Type out the material below exactly.

Excerpts of bounding box data
========================
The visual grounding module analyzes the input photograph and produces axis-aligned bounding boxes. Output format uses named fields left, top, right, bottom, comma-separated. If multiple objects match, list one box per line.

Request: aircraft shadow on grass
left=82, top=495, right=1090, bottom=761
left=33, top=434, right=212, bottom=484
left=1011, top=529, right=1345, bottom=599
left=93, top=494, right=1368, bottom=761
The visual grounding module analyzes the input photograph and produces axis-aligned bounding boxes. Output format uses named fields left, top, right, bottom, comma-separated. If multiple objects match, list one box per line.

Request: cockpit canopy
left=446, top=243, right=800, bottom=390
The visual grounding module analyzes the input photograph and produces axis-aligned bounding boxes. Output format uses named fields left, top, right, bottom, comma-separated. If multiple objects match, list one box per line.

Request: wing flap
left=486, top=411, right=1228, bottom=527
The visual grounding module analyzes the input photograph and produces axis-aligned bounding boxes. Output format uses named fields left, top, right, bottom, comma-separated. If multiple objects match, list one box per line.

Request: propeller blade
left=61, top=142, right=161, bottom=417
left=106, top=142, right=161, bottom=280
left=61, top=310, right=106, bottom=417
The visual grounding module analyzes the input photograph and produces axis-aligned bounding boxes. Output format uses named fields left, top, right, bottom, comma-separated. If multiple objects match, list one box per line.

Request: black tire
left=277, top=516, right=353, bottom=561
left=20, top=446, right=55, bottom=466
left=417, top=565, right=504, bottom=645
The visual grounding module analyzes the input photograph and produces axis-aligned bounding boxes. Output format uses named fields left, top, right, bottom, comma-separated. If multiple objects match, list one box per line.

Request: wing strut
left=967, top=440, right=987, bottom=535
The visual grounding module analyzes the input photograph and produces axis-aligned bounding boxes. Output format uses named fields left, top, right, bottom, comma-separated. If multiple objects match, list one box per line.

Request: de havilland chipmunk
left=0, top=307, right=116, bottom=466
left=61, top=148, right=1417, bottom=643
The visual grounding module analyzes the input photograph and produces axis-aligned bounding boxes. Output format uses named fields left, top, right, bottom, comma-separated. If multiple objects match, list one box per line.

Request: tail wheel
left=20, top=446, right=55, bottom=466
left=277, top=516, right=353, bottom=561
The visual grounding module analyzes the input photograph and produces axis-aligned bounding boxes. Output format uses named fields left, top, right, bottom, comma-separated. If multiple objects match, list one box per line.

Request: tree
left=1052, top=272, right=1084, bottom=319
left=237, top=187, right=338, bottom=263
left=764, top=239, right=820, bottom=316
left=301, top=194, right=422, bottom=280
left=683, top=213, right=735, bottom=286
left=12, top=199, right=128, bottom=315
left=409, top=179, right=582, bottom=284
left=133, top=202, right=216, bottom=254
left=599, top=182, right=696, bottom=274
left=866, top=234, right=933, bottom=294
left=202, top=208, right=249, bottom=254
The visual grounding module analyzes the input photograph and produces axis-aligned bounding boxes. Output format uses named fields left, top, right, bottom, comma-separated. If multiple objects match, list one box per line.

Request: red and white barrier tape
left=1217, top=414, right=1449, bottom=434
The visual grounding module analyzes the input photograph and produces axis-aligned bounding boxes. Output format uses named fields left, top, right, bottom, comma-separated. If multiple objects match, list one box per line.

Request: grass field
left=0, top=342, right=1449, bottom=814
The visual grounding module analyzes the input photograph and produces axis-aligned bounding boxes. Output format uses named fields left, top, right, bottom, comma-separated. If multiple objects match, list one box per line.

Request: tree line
========================
_Reply_:
The visual grounding module analyzes the input photograph and produces axis-aligned bounding boxes. Output format uses named fields left, top, right, bottom, comma-separated. If multiple objects match, list one box per line.

Request: aircraft shadow on grass
left=82, top=495, right=1090, bottom=761
left=33, top=434, right=212, bottom=484
left=1011, top=529, right=1345, bottom=599
left=93, top=494, right=1368, bottom=761
The visual grounding module analyzes the input photograph and produces axis-aligned bounding boxes. Output format uses named fields left, top, right, bottom, comma-separated. If multiple objects match, list one box per line.

Request: cockpit canopy
left=446, top=243, right=800, bottom=390
The visual grounding module analyzes the input photograph and produces axis-aligned bounding boxes. Output format uses named fields left, top, right, bottom, comma-separated. If multiple objects match, list one box per line.

Request: wing flap
left=486, top=411, right=1228, bottom=527
The visual grounding module analyzes the input photograph and produces axis-aligned bounding boxes. Output format uses named fields left, top, right, bottom, comma-separated. If multiple objects match, list one box per line.

Request: propeller blade
left=61, top=142, right=161, bottom=417
left=106, top=142, right=161, bottom=280
left=61, top=310, right=106, bottom=417
The visual grounding module analyzes the input photograph and produces axis-aligned bounding boxes. Output format uses named fields left, top, right, bottom, comma-separated. If multiple objects match, list one box per line.

Request: black tire
left=277, top=516, right=353, bottom=561
left=20, top=446, right=55, bottom=466
left=417, top=565, right=504, bottom=645
The visual grounding module analyzes the input photograph and produces axis-aligned bounding boxes. Output format uses named fields left, top, right, bottom, comma-separated. If multiple objects match, list one box per line.

Request: wing strut
left=967, top=440, right=987, bottom=535
The visual grounding module analyzes the input photograph and produces axis-aligned bounding boxes. Output format uses named fields left, top, right, bottom, comma-separated. If multiple objects match, list one box per line.

Request: de havilland chipmunk
left=0, top=307, right=116, bottom=466
left=61, top=148, right=1417, bottom=643
The visual grounding module analyzes the input photograph and produces axis-aligned bounding boxes. Output format uses named fields left, top, right, bottom, comma-separated. If multiple objects match, list one box per line.

Request: tail wheel
left=20, top=446, right=55, bottom=466
left=277, top=516, right=353, bottom=561
The visual grounding module analyzes the input photograph and produces axis-aligned bounding boxes. Output format uses named fields left, top, right, bottom, comma-separated. If multiple objects match, list one box per line.

Request: tree
left=1052, top=272, right=1084, bottom=319
left=237, top=187, right=338, bottom=263
left=764, top=239, right=820, bottom=316
left=301, top=194, right=422, bottom=280
left=683, top=213, right=735, bottom=286
left=12, top=199, right=128, bottom=315
left=409, top=179, right=582, bottom=284
left=133, top=202, right=216, bottom=254
left=599, top=182, right=696, bottom=274
left=866, top=234, right=933, bottom=294
left=202, top=208, right=249, bottom=254
The visual grounding module analyzes the input photograph and produces axis-aligned bounding boxes. Output format uses named fields left, top, right, bottom, comma-separated. If multiple objects match, list one box per line.

Request: red and white barrier tape
left=1217, top=414, right=1449, bottom=434
The visual grounding module analyzes the input photograph and produces axis-aligned bounding boxes. Output format uses named fields left, top, right, bottom, comma-separated. If multiple objects match, list one box per line.

Request: grass field
left=0, top=342, right=1449, bottom=814
The visual grounding module analyzes the input photograph and produces axis-aligned bounding boxes. Output format uses named fields left, top, right, bottom, comma-separated. If multiple objects match, list one box per line.

Request: tree line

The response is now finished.